■ Text shown:

The rest of the paper is organized as follows. Section II motivates the problem of NBTI-aware gate-sizing under multiple operating conditions. Section III presents the problem formulation and OSFA algorithms to solve the scenario aware gate-sizing problem are described in Section IV. Section V presents the framework for NBTI-consideration in OSFA methodology. Section VI presents the experimental results for industry-strength large-scale benchmarks with the conclusion in Section VII.

# II. MOTIVATIONAL EXAMPLES

In this section, the problem of scenario aware gate sizing has been motivated by examples from the perspectives of timing, power, and aging. In the example of timing perspective, we have shown that the sizing and threshold voltage assignments which meet the timing in one scenario may not meet the same for the other scenario, and vice versa. In the next example, we have illustrated that two sizing schemes may meet timing for both the scenarios, but the scheme considering both scenarios and the scenario percentages (or fraction) results in lesser power than the other scheme which considers only the constrained scenario. In the final example, we have described how NBTI-consideration across multiple scenarios can impact the selection of sizes and threshold levels for the gates.



Fig. 2. Motivation for scenario aware gate sizing: timing perspective. (a) Meeting timing constraints of  $sc_1$ , but violating that of  $sc_2$ . (b) Meeting timing constraints of  $sc_2$ , but violating that of  $sc_1$ .

#### A. Timing Perspective

Consider a chain of two inverters with fast and slow scenarios, namely sc1 and sc2, respectively, with target delays of 70 and 100 ps. Since the gate-delay in the performance constrained scenario with higher  $V_{dd}$  is lesser in comparison to that in the other scenarios with lower  $V_{dd}$ , we define the delay scaling factor of a scenario with respect to the performance constrained scenario is the ratio of gate delay in that scenario to that in the performance constrained scenario. Note that this delay scaling factor also depends on  $V_{\rm th}$  to be discussed in Section IV-A. Due to lower  $V_{dd}$  in sc<sub>2</sub>, suppose the delay-scaling factors for  $sc_2$  with respect to  $sc_1$  are 1.5 and 1.3, respectively, for the slow (high-threshold) and fast (low-threshold) library cells. Fig. 2 illustrates the situation, where the symbols inside the inverters indicate the cell types. For instance,  $s^{l}$  represents a slow and lower size library cell and  $f^h$  represents a fast and higher size library cell. The numbers in the bracket indicate the delay of the inverters in  $sc_1$  and  $sc_2$ , except for the output it represents the arrival times (ATs). It should be noted that the ratio of the delay values in case of second inverter is slightly higher than the scaling factors (1.5 or 1.3) in order to account for the impact of slew degradation at the output of the first inverter.

■ Work to complete: Reproduce, word for word, the part of the gate-sizing text above that opens with the words "The rest of" and closes with "in Section VII.".

■ Material supplied:
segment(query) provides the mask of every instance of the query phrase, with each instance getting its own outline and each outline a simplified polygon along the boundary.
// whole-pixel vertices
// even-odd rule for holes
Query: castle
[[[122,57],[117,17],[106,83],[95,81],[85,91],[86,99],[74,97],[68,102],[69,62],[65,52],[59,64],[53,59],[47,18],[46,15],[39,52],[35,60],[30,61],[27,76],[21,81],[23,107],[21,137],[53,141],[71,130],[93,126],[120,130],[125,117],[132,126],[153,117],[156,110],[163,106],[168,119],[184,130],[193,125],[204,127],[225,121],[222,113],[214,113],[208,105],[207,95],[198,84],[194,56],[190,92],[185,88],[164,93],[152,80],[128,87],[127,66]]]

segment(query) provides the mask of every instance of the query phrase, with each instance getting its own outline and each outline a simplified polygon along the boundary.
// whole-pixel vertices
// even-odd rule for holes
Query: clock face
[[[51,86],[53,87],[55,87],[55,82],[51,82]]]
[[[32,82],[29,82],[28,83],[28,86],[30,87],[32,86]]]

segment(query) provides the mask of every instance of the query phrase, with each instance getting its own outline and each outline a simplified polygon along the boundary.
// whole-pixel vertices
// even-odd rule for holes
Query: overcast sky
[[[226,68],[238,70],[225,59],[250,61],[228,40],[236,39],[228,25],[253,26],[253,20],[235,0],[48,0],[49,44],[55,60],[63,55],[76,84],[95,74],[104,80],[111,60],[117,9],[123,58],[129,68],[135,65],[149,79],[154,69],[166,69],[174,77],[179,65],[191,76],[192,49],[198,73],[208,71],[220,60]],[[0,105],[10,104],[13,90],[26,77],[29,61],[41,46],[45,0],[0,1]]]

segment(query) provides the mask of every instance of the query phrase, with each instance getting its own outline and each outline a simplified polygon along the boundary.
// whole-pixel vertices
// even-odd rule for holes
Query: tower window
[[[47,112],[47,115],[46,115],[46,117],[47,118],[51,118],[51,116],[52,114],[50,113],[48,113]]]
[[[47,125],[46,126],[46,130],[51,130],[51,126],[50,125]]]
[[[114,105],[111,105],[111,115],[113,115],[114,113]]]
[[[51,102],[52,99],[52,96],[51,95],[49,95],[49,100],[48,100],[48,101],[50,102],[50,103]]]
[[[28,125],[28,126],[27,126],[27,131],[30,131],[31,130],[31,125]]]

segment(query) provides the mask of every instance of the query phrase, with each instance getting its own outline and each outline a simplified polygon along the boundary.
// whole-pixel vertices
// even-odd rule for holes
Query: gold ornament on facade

■ Written solution:
The rest of the paper is organized as follows. Section II motivates the problem of NBTI-aware gate-sizing under multiple operating conditions. Section III presents the problem formulation and OSFA algorithms to solve the scenario aware gate-sizing problem are described in Section IV. Section V presents the framework for NBTI-consideration in OSFA methodology. Section VI presents the experimental results for industry-strength large-scale benchmarks with the conclusion in Section VII.